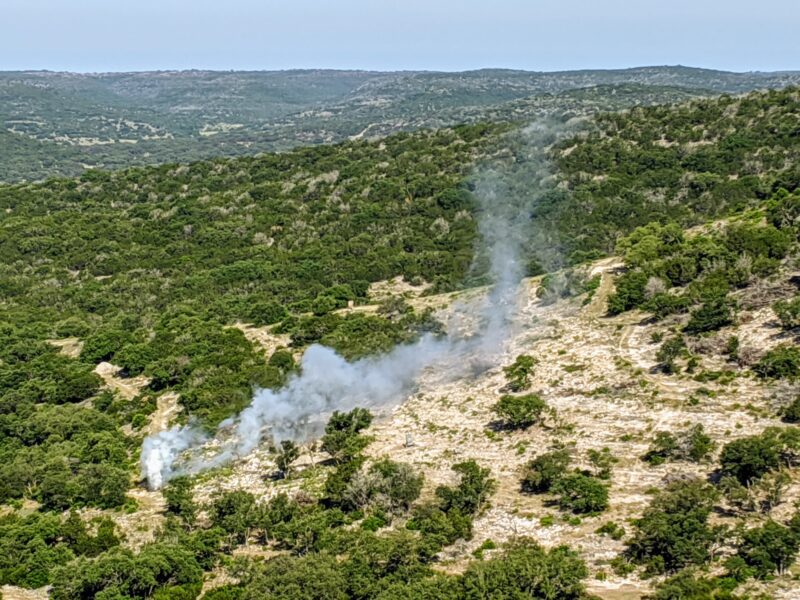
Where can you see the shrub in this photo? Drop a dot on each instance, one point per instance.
(788, 312)
(544, 471)
(749, 458)
(526, 570)
(612, 530)
(669, 351)
(602, 460)
(782, 362)
(581, 494)
(518, 373)
(693, 445)
(286, 455)
(179, 499)
(342, 440)
(769, 549)
(386, 486)
(686, 585)
(630, 292)
(520, 412)
(673, 532)
(266, 312)
(791, 414)
(664, 304)
(712, 315)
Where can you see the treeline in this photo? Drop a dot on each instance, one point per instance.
(685, 164)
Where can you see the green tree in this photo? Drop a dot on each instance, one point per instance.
(520, 412)
(519, 372)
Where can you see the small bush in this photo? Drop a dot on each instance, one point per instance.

+ + + + + + +

- _THE PROBLEM_:
Rewrite the material above with "photo" switched to "image" everywhere it occurs, keeping everything else the same, and leave the pictures out.

- _OUTPUT_:
Where can you see the shrub in this image? Drop a dot on each instance, one point per instance.
(788, 312)
(544, 471)
(749, 458)
(526, 570)
(612, 530)
(669, 351)
(602, 460)
(782, 362)
(581, 494)
(518, 373)
(693, 445)
(286, 455)
(179, 499)
(342, 440)
(769, 549)
(386, 486)
(686, 585)
(630, 292)
(520, 412)
(673, 532)
(266, 312)
(791, 414)
(664, 304)
(712, 315)
Where can you see the treeline in this image? Drop a dot on each instance, one point per instance.
(685, 164)
Where can you see the green tree in this image? Drop a dot on each instance, one point per instance.
(520, 412)
(519, 372)
Where can you see the small bush in this image? Drop a dot on each instance, one point per instance.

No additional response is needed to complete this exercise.